Could you convert all of the material below into a JSON list of strings, one string per line, with blank lines omitted?

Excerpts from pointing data
· · ·
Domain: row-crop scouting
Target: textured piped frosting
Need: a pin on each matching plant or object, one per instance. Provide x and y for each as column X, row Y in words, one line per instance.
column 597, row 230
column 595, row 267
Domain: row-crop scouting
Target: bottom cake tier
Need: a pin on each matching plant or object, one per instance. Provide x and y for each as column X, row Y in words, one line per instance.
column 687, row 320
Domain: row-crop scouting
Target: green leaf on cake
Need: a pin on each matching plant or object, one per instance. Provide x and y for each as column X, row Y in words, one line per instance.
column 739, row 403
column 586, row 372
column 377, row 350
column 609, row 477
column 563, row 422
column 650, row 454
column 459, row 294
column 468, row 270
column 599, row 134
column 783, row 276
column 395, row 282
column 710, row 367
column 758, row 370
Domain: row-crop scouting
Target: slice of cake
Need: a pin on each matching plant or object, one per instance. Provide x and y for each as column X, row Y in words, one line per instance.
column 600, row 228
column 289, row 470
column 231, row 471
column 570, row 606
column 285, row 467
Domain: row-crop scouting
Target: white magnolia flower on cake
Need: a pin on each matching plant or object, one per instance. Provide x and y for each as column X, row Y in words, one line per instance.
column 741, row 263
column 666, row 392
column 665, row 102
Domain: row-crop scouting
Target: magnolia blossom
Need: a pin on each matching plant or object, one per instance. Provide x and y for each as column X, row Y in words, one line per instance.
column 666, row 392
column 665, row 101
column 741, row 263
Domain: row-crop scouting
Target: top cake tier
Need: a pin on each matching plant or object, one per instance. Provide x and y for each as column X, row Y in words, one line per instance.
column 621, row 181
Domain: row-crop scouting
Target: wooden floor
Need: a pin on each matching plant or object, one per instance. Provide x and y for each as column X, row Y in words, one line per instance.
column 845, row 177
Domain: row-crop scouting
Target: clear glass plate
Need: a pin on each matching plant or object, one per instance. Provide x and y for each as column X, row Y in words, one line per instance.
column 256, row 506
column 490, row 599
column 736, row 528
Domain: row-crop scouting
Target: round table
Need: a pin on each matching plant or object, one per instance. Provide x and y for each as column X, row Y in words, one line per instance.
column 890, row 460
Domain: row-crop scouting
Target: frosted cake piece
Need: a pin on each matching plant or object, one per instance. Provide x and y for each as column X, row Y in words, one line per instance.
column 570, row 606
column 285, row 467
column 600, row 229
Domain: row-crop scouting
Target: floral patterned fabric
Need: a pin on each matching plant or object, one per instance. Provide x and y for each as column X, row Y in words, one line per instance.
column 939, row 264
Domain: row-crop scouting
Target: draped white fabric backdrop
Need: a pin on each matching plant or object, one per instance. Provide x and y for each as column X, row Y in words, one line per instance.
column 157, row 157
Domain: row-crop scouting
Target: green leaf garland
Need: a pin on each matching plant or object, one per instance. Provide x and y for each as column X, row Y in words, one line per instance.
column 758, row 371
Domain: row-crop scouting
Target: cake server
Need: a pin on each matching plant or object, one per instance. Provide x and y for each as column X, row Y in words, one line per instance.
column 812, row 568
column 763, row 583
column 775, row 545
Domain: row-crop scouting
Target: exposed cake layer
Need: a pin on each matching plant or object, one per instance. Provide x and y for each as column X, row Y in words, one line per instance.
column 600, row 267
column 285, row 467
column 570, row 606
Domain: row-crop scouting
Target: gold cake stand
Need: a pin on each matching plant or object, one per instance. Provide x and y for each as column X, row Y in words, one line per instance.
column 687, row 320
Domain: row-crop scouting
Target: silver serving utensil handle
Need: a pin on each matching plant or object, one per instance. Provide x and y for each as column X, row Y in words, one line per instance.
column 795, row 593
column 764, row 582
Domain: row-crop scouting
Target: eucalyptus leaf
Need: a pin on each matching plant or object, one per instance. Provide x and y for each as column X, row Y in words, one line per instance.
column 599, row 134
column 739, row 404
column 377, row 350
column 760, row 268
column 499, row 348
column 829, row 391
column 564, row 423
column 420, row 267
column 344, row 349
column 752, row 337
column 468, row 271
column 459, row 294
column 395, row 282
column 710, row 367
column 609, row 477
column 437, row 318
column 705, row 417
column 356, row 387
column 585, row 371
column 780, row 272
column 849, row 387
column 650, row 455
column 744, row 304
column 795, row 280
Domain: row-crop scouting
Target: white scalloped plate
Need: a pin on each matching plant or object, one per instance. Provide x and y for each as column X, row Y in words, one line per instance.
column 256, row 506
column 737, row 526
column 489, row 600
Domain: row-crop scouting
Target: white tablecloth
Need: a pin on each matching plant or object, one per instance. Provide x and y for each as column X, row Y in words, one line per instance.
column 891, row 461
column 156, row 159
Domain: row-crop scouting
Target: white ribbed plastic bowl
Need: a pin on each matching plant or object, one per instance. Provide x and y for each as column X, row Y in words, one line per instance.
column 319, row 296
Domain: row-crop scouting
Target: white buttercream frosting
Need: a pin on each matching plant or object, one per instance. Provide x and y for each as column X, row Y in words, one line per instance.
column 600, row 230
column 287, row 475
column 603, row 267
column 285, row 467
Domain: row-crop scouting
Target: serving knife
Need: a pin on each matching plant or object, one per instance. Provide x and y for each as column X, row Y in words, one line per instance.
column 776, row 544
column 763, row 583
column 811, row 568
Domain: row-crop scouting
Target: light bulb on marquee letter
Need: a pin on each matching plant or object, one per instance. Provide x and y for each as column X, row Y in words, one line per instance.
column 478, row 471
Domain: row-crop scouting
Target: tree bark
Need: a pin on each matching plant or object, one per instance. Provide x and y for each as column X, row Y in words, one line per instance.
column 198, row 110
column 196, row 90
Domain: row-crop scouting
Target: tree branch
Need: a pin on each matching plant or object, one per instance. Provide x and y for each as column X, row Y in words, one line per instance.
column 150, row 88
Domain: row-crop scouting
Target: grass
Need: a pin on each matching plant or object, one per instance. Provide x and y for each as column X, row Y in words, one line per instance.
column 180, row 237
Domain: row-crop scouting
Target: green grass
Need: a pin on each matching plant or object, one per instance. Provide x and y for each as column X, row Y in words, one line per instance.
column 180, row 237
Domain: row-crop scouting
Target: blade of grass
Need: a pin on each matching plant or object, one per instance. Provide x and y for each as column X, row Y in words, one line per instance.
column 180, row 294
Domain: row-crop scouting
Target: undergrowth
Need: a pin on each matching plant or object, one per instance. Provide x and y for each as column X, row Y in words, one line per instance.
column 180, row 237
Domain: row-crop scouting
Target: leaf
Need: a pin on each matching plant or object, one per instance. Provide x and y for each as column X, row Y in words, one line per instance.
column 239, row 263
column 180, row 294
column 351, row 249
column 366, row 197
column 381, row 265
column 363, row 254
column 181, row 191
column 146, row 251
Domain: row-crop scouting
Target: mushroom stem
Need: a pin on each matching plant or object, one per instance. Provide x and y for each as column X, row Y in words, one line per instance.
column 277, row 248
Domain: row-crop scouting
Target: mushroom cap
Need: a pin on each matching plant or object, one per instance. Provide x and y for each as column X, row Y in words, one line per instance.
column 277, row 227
· · ·
RESULT
[
  "Domain: row-crop scouting",
  "Target: textured piped frosting",
  "Need: a pin on each matching plant or object, one per instance. Provide x and y for each as column X, row Y in words, one line per instance.",
  "column 597, row 230",
  "column 595, row 267",
  "Domain: row-crop scouting",
  "Target: bottom cake tier",
  "Need: a pin on each matching plant or object, one per instance. Provide x and y for each as column X, row Y in words, one line per instance.",
  "column 687, row 320",
  "Domain: row-crop scouting",
  "Target: green leaf on cake",
  "Need: a pin on each matching plant or object, one per instance. Provide x and y for each as column X, row Y in words, one line per instance.",
  "column 739, row 403",
  "column 586, row 372",
  "column 377, row 350",
  "column 609, row 477",
  "column 563, row 422",
  "column 650, row 454",
  "column 459, row 294",
  "column 468, row 270",
  "column 599, row 134",
  "column 783, row 276",
  "column 395, row 282",
  "column 710, row 367",
  "column 758, row 370",
  "Domain: row-crop scouting",
  "Target: slice of cake",
  "Need: a pin on each matching plant or object, one per instance. Provide x and y for each as column X, row Y in words, one line per instance.",
  "column 600, row 228",
  "column 289, row 470",
  "column 231, row 471",
  "column 570, row 606",
  "column 285, row 467",
  "Domain: row-crop scouting",
  "Target: white magnolia flower on cake",
  "Need: a pin on each matching plant or object, one per instance. Provide x and y for each as column X, row Y in words, one line per instance.",
  "column 741, row 263",
  "column 666, row 392",
  "column 665, row 102",
  "Domain: row-crop scouting",
  "Target: magnolia blossom",
  "Need: a pin on each matching plant or object, one per instance. Provide x and y for each as column X, row Y in words, one line per instance.",
  "column 666, row 392",
  "column 665, row 101",
  "column 741, row 263",
  "Domain: row-crop scouting",
  "Target: top cake tier",
  "Need: a pin on each matching plant or object, one per instance. Provide x and y for each as column X, row Y in words, one line per instance.",
  "column 621, row 181",
  "Domain: row-crop scouting",
  "Target: wooden floor",
  "Need: a pin on each matching plant or object, one per instance. Provide x and y for each as column X, row Y in words, one line per instance.",
  "column 845, row 177",
  "Domain: row-crop scouting",
  "Target: clear glass plate",
  "Need: a pin on each matching plant or object, one per instance. Provide x and y for each as column X, row Y in words, one line per instance.",
  "column 256, row 506",
  "column 490, row 599",
  "column 736, row 528",
  "Domain: row-crop scouting",
  "Target: round table",
  "Need: a pin on each matching plant or object, one per instance. Provide x and y for each as column X, row Y in words, one line per instance.",
  "column 890, row 460",
  "Domain: row-crop scouting",
  "Target: frosted cake piece",
  "Need: a pin on each matching plant or object, one per instance. Provide x and y for each as column X, row Y in words, one line per instance.",
  "column 570, row 606",
  "column 285, row 467",
  "column 600, row 229",
  "Domain: row-crop scouting",
  "Target: floral patterned fabric",
  "Need: a pin on each matching plant or object, one per instance. Provide x and y for each as column X, row Y in words, one line per instance.",
  "column 939, row 264",
  "Domain: row-crop scouting",
  "Target: draped white fabric backdrop",
  "Need: a pin on each matching plant or object, one per instance. Provide x and y for each as column X, row Y in words, one line per instance.",
  "column 157, row 157",
  "Domain: row-crop scouting",
  "Target: green leaf garland",
  "Need: a pin on each matching plant or object, one per instance. Provide x and y for each as column X, row Y in words, one line per instance.",
  "column 758, row 371",
  "Domain: row-crop scouting",
  "Target: cake server",
  "Need: a pin on each matching plant or object, one per instance. Provide x and y for each as column X, row Y in words, one line per instance.",
  "column 812, row 568",
  "column 763, row 583",
  "column 775, row 545",
  "Domain: row-crop scouting",
  "Target: exposed cake layer",
  "Need: a pin on each matching plant or object, one per instance. Provide x and y for each as column X, row Y in words, one line per instance.",
  "column 600, row 267",
  "column 285, row 467",
  "column 570, row 606",
  "Domain: row-crop scouting",
  "Target: gold cake stand",
  "Need: a pin on each matching plant or object, one per instance. Provide x and y for each as column X, row Y in words, one line per instance.",
  "column 687, row 320",
  "Domain: row-crop scouting",
  "Target: silver serving utensil handle",
  "Need: a pin on each matching plant or object, one per instance. Provide x and y for each as column X, row Y in words, one line per instance.",
  "column 795, row 593",
  "column 764, row 582",
  "Domain: row-crop scouting",
  "Target: eucalyptus leaf",
  "Need: a pin on each matching plant or object, one per instance. Provide x and y for each as column X, row Y in words, one line per instance.",
  "column 599, row 134",
  "column 739, row 404",
  "column 377, row 350",
  "column 760, row 268",
  "column 499, row 348",
  "column 829, row 391",
  "column 564, row 423",
  "column 420, row 267",
  "column 344, row 349",
  "column 752, row 337",
  "column 468, row 271",
  "column 459, row 294",
  "column 395, row 282",
  "column 710, row 367",
  "column 609, row 477",
  "column 437, row 318",
  "column 705, row 417",
  "column 356, row 387",
  "column 585, row 371",
  "column 780, row 272",
  "column 849, row 387",
  "column 650, row 455",
  "column 744, row 304",
  "column 795, row 280",
  "Domain: row-crop scouting",
  "Target: white scalloped plate",
  "Need: a pin on each matching plant or object, one per instance. Provide x and y for each as column X, row Y in words, one line per instance.",
  "column 256, row 506",
  "column 737, row 526",
  "column 489, row 600",
  "Domain: row-crop scouting",
  "Target: white tablecloth",
  "Need: a pin on each matching plant or object, one per instance. Provide x and y for each as column X, row Y in words, one line per instance.",
  "column 891, row 461",
  "column 156, row 159",
  "Domain: row-crop scouting",
  "Target: white ribbed plastic bowl",
  "Need: a pin on each matching plant or object, one per instance. Provide x and y for each as column X, row Y in words, one line per instance.",
  "column 319, row 296",
  "Domain: row-crop scouting",
  "Target: white buttercream frosting",
  "Need: a pin on each matching plant or object, one per instance. Provide x and y for each as column X, row Y in words, one line per instance.",
  "column 600, row 230",
  "column 287, row 475",
  "column 603, row 267",
  "column 285, row 467",
  "Domain: row-crop scouting",
  "Target: serving knife",
  "Need: a pin on each matching plant or object, one per instance. Provide x and y for each as column X, row Y in words, one line per instance.",
  "column 776, row 544",
  "column 763, row 583",
  "column 811, row 568",
  "Domain: row-crop scouting",
  "Target: light bulb on marquee letter",
  "Need: a pin on each matching plant or object, one per instance. Provide x and y for each as column X, row Y in words, one line per instance.",
  "column 478, row 471",
  "Domain: row-crop scouting",
  "Target: tree bark",
  "Need: a pin on each matching plant or object, one per instance. Provide x and y for each as column X, row Y in words, one line per instance.",
  "column 198, row 110",
  "column 196, row 90",
  "Domain: row-crop scouting",
  "Target: tree branch",
  "Need: a pin on each matching plant or object, one per instance. Provide x and y for each as column X, row Y in words, one line per instance.",
  "column 150, row 88",
  "Domain: row-crop scouting",
  "Target: grass",
  "Need: a pin on each matching plant or object, one per instance. Provide x and y for each as column X, row Y in words, one line per instance.",
  "column 180, row 237",
  "Domain: row-crop scouting",
  "Target: green grass",
  "Need: a pin on each matching plant or object, one per instance. Provide x and y for each as column X, row Y in words, one line per instance.",
  "column 180, row 237",
  "Domain: row-crop scouting",
  "Target: blade of grass",
  "Need: a pin on each matching plant or object, one per instance. Provide x and y for each as column X, row Y in words, one line per instance.",
  "column 180, row 294",
  "Domain: row-crop scouting",
  "Target: undergrowth",
  "Need: a pin on each matching plant or object, one per instance. Provide x and y for each as column X, row Y in words, one line per instance.",
  "column 180, row 237",
  "Domain: row-crop scouting",
  "Target: leaf",
  "Need: a pin on each matching plant or object, one per instance. Provide x and y for each as column X, row Y in words, one line per instance.",
  "column 239, row 263",
  "column 180, row 294",
  "column 351, row 249",
  "column 366, row 197",
  "column 381, row 265",
  "column 363, row 254",
  "column 181, row 191",
  "column 146, row 251",
  "Domain: row-crop scouting",
  "Target: mushroom stem",
  "Need: a pin on each matching plant or object, one per instance. Provide x and y for each as column X, row Y in words, one line per instance.",
  "column 277, row 248",
  "Domain: row-crop scouting",
  "Target: mushroom cap",
  "Need: a pin on each matching plant or object, one per instance. Provide x and y for each as column X, row Y in words, one line per instance.",
  "column 277, row 227"
]